━━━ Selected text ━━━
Dru Gylten has been playing basketball for as long as she can remember.
“Both of my parents played basketball in college,” Gylten said. “I was definitely born into the sport.”
A South Dakota native, Gylten was recruited to the University of Utah Women’s Basketball team in 2017. She played on the team until 2022, when she graduated with her bachelor’s degree in kinesiology, with a double minor in business and pediatric clinical research.
Even though Gylten graduated, she hasn’t yet left the court. She is now in her sixth—and final—year of collegiate basketball closer to home, at South Dakota State.
Gylten credits her longevity in the sport to University of Utah Health.
In September of 2020, she felt a pinching sensation in her hip and groin area. Thinking it was normal muscle soreness from her intensive training schedule, she hoped the issue would resolve itself. Unfortunately, things only got worse.
Gylten met with Travis Maak, MD about her injury. Maak is the head orthopedic team physician for the Utah Jazz, team physician for University of Utah Athletics, and associate professor in the Department of Orthopaedics at the University of Utah. Her MRI results showed a torn labrum, caused by an impingement in her hip.
“We first tried an injection at the site of the injury to see if that would help take the pain away,” Gylten said. “It didn’t really help, and the pain was still there.”
A seasoned athlete and competitor, Gylten had no problem pushing through a little bit of pain to try and finish the season.
“I’ve had more severe injuries,” she said. “I played from September until February, and that’s when it just got to be too much pain.”
At that point, Gylten decided it wasn’t worth it to finish out the final few months of the 2020-2021 season.
Gylten had hip surgery to fix her torn labrum on February 16, 2021. As for the recovery process, Gylten says she is glad she had Maak in her corner.
The thing I loved the most about Dr. Maak was his personality, and the fact that he works with the Utah Jazz and knows so much about basketball. He was very honest with me. He knew my position on the court and knew how I had to play. That helped him fine tune my recovery plan so that it was very specific to me and my needs.
Three months after her surgery, Gylten began running and slowly returning to her strict training regimen. By August of 2021, she was officially cleared to return to the basketball court for her final year at the University of Utah. For Gylten, it was a huge relief to have a relatively speedy recovery.
“I tore my ACL in 2017 and was out for a whole year,” Gylten said. “Compared to that process, this surgery was totally night and day. It was easier, and Dr. Maak was just so open and honest about things. I was also able to spend the summer after the surgery building up my strength, which was a blessing going into my final season with the Utes feeling really confident.”
━━━ Records supplied ━━━
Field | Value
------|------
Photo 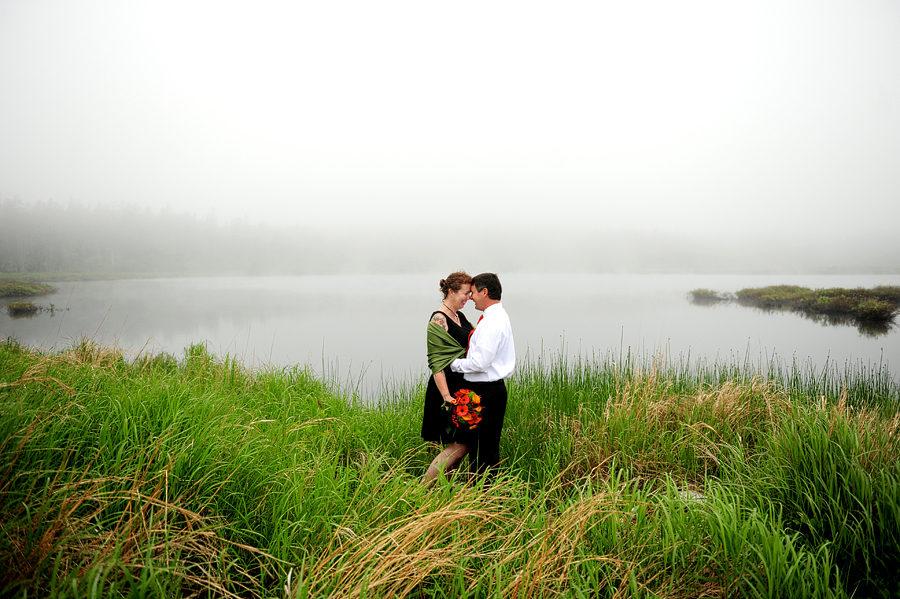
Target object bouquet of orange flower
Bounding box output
[444,389,481,429]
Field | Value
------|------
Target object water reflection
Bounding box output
[687,289,895,338]
[0,273,900,393]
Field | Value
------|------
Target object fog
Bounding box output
[0,0,900,273]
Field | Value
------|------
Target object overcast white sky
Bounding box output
[0,0,900,237]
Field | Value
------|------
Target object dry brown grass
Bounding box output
[0,452,277,597]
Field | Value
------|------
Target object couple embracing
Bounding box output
[422,272,516,484]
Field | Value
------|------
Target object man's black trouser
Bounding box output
[469,380,507,472]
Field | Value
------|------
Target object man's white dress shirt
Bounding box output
[450,302,516,383]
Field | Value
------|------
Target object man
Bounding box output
[450,273,516,472]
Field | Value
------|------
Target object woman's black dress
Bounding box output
[422,310,475,444]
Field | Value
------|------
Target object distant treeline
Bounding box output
[0,200,315,274]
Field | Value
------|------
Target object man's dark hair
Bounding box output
[472,272,503,302]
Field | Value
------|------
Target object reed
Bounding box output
[0,341,900,597]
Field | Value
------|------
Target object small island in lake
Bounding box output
[690,285,900,335]
[0,281,56,297]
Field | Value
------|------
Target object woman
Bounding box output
[422,271,474,484]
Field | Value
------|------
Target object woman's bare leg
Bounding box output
[422,443,469,485]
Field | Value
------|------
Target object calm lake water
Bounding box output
[0,273,900,390]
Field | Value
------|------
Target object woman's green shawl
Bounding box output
[428,322,466,374]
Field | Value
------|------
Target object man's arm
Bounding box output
[450,321,500,374]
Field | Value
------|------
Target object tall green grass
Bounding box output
[0,341,900,597]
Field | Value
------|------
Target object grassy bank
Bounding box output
[0,342,900,597]
[690,285,900,336]
[0,280,56,297]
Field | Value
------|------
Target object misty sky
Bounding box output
[0,0,900,243]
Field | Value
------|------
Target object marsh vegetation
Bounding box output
[0,280,56,297]
[690,285,900,335]
[0,341,900,597]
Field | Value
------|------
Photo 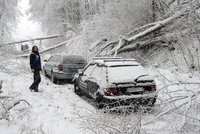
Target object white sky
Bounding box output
[14,0,44,40]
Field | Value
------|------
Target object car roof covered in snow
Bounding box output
[92,57,140,67]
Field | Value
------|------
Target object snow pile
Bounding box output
[0,56,200,134]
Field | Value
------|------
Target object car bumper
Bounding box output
[54,72,75,80]
[103,93,157,106]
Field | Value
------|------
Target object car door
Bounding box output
[78,64,95,93]
[86,66,103,96]
[44,56,53,75]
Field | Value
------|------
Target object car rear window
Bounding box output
[108,65,148,83]
[63,56,86,64]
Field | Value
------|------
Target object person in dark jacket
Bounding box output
[29,46,41,92]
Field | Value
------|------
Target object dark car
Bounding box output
[43,55,87,83]
[74,58,156,108]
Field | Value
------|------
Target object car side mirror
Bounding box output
[78,69,83,75]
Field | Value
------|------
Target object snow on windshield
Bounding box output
[108,66,148,83]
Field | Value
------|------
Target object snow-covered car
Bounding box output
[43,55,87,83]
[74,57,157,108]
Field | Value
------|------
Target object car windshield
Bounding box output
[63,56,86,64]
[108,65,148,83]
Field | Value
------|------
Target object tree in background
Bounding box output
[0,0,20,42]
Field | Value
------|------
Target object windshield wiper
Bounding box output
[134,74,148,82]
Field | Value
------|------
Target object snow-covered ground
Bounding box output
[0,56,200,134]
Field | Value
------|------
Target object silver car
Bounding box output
[43,55,87,84]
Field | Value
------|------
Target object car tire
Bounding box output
[145,98,157,113]
[95,97,105,109]
[51,72,58,84]
[74,84,81,95]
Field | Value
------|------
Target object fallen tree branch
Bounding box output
[93,9,188,55]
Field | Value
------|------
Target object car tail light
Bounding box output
[105,88,118,95]
[58,65,64,71]
[151,85,156,91]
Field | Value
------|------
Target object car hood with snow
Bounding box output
[108,65,153,83]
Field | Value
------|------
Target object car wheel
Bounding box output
[74,84,81,95]
[96,97,105,109]
[51,72,58,84]
[145,98,156,112]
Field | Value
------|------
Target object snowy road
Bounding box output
[0,58,200,134]
[0,69,95,134]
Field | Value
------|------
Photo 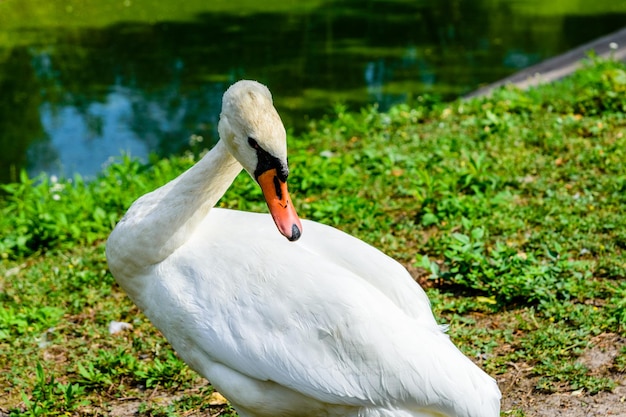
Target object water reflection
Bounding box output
[0,0,626,182]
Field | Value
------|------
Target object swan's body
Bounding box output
[107,81,500,417]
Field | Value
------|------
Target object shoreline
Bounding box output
[462,27,626,99]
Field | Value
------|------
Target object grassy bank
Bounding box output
[0,57,626,416]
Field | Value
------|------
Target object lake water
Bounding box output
[0,0,626,182]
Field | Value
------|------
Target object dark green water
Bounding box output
[0,0,626,182]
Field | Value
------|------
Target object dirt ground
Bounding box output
[497,334,626,417]
[0,333,626,417]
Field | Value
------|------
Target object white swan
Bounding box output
[107,81,500,417]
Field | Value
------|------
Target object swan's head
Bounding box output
[218,80,302,241]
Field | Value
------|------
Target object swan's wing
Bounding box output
[300,216,435,324]
[144,214,497,416]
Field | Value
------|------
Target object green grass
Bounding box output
[0,60,626,416]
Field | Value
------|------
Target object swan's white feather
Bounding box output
[107,81,500,417]
[125,209,498,416]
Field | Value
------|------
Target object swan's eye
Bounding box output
[248,137,259,150]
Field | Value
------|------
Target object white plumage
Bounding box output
[107,81,500,417]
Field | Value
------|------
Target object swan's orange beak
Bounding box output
[257,168,302,242]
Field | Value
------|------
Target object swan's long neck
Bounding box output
[107,141,242,278]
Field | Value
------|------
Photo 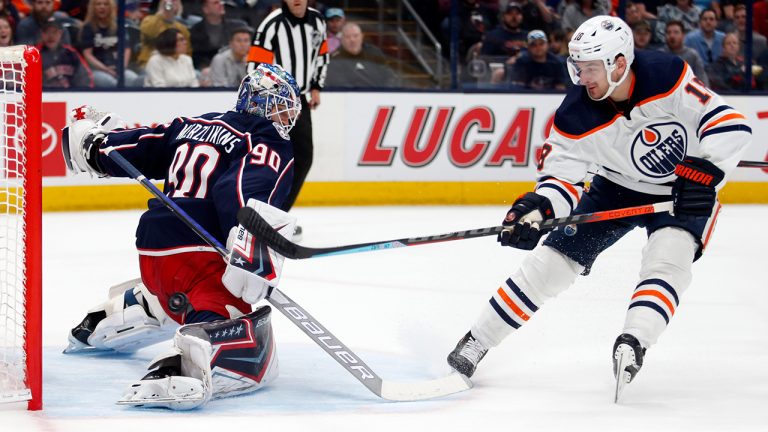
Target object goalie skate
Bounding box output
[613,333,645,403]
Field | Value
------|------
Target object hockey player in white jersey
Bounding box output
[448,16,752,398]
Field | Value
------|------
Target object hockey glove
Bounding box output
[497,192,555,250]
[672,156,725,219]
[221,199,296,304]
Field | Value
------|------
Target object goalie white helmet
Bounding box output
[235,63,301,133]
[567,15,635,100]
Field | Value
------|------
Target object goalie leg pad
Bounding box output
[623,227,698,348]
[64,279,178,354]
[118,306,278,410]
[471,245,584,348]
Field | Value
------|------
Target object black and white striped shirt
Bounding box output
[248,3,329,94]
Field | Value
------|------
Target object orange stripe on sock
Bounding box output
[632,290,675,315]
[496,288,531,321]
[702,113,747,132]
━━━
**Required tasks**
1. Write out the passage of the article on Dru Gylten's hip injury starting with "Even though Gylten" and going on through "in her hip.", and replace "pinching sensation" with "sharp ache".
2. Carry on the article about Dru Gylten's hip surgery and recovery from the point where it stops.

**Answers for the exercise**
1.
Even though Gylten graduated, she hasn’t yet left the court. She is now in her sixth—and final—year of collegiate basketball closer to home, at South Dakota State.
Gylten credits her longevity in the sport to University of Utah Health.
In September of 2020, she felt a sharp ache in her hip and groin area. Thinking it was normal muscle soreness from her intensive training schedule, she hoped the issue would resolve itself. Unfortunately, things only got worse.
Gylten met with Travis Maak, MD about her injury. Maak is the head orthopedic team physician for the Utah Jazz, team physician for University of Utah Athletics, and associate professor in the Department of Orthopaedics at the University of Utah. Her MRI results showed a torn labrum, caused by an impingement in her hip.

2.
Gylten feels much more confident and stable since her surgery and continued to have the support of Dr. Maak, who continued to follow her healing journey. An incident at one of her first games back left her wondering if she had reinjured her hip. Maak stepped in to provide the support and expertise she needed.
“I was getting double-teamed, my leg got stuck as I tried to move forward, and it kind of pulled a little bit on my hip,” Gylten said. “Dr. Maak and I both wanted to be careful in case I had reinjured my hip in that moment. And here he is once again, being so amazing. He reviewed the footage of the incident and assured me there was no way I could have retorn it.”
Ever since then, Gylten has had zero pain. Even though she no longer plays for the University of Utah, she will always be a Ute at heart.
“South Dakota is currently undefeated in our conference play, and we are regular season champions,” Gylten said. “We are doing well. But it’s been really fun to continue to watch Utah. I’m still close with the coaches and my teammates. They are having a great season and it’s super fun to watch.”
University of Utah’s Women’s Basketball team finished 25-4 in the season and entered the NCAA March Madness tournament as a #2 seed.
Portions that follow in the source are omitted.